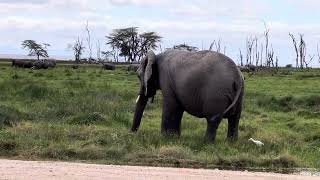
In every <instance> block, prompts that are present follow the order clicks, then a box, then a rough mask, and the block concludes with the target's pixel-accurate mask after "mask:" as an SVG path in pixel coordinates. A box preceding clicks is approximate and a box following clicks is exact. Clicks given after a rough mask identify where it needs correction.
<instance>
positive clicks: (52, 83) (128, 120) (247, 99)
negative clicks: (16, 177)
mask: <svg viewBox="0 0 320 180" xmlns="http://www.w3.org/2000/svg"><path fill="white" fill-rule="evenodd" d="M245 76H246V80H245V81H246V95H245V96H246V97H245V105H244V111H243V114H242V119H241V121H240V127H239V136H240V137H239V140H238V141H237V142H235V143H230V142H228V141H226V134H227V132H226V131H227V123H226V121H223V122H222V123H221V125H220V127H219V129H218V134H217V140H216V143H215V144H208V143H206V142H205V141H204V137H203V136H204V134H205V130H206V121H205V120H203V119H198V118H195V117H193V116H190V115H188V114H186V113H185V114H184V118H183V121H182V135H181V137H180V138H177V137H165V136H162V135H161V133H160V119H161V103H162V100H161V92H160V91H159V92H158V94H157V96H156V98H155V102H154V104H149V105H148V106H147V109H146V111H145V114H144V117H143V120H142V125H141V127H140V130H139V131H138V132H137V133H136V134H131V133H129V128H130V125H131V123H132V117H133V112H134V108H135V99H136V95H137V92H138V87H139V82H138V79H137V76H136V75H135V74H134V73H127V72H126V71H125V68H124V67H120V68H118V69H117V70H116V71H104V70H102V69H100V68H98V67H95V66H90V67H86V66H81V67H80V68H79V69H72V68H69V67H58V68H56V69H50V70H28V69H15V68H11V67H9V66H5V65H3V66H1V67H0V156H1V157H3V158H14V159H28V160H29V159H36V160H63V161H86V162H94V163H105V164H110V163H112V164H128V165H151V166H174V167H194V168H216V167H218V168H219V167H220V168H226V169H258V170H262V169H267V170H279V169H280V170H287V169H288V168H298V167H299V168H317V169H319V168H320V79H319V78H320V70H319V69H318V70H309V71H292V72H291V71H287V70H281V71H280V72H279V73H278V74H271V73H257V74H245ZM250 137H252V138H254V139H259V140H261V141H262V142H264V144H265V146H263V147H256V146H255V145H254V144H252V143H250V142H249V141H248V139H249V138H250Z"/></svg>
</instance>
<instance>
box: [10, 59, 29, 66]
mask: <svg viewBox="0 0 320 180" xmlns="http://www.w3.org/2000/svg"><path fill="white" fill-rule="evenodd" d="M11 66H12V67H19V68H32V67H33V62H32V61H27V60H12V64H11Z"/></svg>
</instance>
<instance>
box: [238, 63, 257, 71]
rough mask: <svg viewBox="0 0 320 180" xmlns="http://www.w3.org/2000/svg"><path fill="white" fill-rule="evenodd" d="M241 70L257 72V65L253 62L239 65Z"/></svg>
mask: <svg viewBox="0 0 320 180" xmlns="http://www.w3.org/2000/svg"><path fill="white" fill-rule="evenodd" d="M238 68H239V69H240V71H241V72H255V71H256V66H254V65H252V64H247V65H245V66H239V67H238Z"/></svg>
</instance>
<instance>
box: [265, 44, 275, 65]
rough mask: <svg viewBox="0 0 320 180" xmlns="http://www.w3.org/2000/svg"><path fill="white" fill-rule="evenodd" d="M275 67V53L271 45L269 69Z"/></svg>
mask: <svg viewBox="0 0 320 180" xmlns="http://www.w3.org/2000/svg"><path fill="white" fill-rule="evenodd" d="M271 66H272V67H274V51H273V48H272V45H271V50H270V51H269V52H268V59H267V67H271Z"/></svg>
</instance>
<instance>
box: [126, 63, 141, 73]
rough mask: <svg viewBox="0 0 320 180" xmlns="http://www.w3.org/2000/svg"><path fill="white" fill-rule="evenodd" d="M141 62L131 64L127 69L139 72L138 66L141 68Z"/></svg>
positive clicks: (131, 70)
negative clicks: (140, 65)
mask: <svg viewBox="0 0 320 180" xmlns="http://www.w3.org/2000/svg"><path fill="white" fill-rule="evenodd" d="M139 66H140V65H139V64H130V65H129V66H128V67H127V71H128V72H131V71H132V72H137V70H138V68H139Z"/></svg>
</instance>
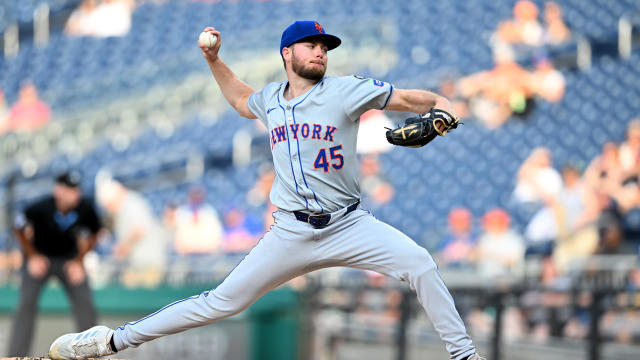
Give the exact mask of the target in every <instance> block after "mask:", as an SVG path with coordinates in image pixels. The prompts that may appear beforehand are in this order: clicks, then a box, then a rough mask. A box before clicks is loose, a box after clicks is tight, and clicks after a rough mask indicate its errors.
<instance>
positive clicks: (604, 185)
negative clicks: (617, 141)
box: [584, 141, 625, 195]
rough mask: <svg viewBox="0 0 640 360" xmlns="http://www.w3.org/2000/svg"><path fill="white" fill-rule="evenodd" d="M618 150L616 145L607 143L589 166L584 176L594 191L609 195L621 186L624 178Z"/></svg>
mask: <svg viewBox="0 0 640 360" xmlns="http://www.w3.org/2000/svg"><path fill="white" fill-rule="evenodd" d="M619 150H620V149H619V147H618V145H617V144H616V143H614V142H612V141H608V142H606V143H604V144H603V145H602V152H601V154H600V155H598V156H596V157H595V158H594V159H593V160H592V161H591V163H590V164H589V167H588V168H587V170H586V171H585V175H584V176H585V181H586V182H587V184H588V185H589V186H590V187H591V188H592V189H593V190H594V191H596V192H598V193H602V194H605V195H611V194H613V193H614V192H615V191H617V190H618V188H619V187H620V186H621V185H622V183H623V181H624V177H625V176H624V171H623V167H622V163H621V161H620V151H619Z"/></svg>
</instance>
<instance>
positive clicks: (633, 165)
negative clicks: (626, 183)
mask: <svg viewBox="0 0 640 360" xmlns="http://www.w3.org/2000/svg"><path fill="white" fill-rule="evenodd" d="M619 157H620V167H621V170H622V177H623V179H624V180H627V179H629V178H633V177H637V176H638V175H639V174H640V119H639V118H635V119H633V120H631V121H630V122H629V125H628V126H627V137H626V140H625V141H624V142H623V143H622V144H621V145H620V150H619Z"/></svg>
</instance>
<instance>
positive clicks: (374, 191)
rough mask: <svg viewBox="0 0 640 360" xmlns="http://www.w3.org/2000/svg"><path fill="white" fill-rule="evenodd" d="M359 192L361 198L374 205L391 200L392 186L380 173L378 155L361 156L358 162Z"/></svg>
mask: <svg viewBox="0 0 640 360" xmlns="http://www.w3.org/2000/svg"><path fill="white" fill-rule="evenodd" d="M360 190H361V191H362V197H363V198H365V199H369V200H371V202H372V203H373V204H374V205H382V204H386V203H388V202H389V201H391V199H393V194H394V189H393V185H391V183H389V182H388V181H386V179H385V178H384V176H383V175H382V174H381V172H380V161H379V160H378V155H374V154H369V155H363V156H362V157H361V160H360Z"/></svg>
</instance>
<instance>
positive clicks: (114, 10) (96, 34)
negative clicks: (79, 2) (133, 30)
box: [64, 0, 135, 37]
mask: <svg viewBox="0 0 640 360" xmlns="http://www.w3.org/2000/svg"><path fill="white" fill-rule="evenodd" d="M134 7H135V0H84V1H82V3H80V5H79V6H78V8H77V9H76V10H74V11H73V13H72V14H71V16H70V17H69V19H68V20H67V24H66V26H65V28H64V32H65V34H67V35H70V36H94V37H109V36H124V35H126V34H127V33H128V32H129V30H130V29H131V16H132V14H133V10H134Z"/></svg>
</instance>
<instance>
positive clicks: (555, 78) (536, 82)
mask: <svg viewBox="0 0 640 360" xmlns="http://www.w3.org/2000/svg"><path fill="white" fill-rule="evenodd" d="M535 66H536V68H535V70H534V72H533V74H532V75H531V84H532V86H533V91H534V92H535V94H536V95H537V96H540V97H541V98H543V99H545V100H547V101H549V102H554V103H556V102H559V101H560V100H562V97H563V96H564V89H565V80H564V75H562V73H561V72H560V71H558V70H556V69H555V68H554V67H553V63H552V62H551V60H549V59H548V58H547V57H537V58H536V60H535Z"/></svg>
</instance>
■ ■ ■ ■ ■
Wherever the string "order" is found in the entries, copy the line it sits in.

In every <instance> block, prompts that are present follow the order clicks, then a box, then a rough mask, and the block concludes with the target's pixel-accurate mask after "mask:" as an SVG path in pixel coordinates. A box preceding clicks is approximate and a box following clicks is exact. Clicks given after a rough mask identify where it needs correction.
Give the exact mask of the target in every <instance> block after "mask:", as an SVG path with coordinates in image pixels. The prompts that may appear beforehand are in this order: clicks, then a box, then a rough mask. A box before clicks is loose, a box after clicks is tight, and clicks after a rough mask indicate its errors.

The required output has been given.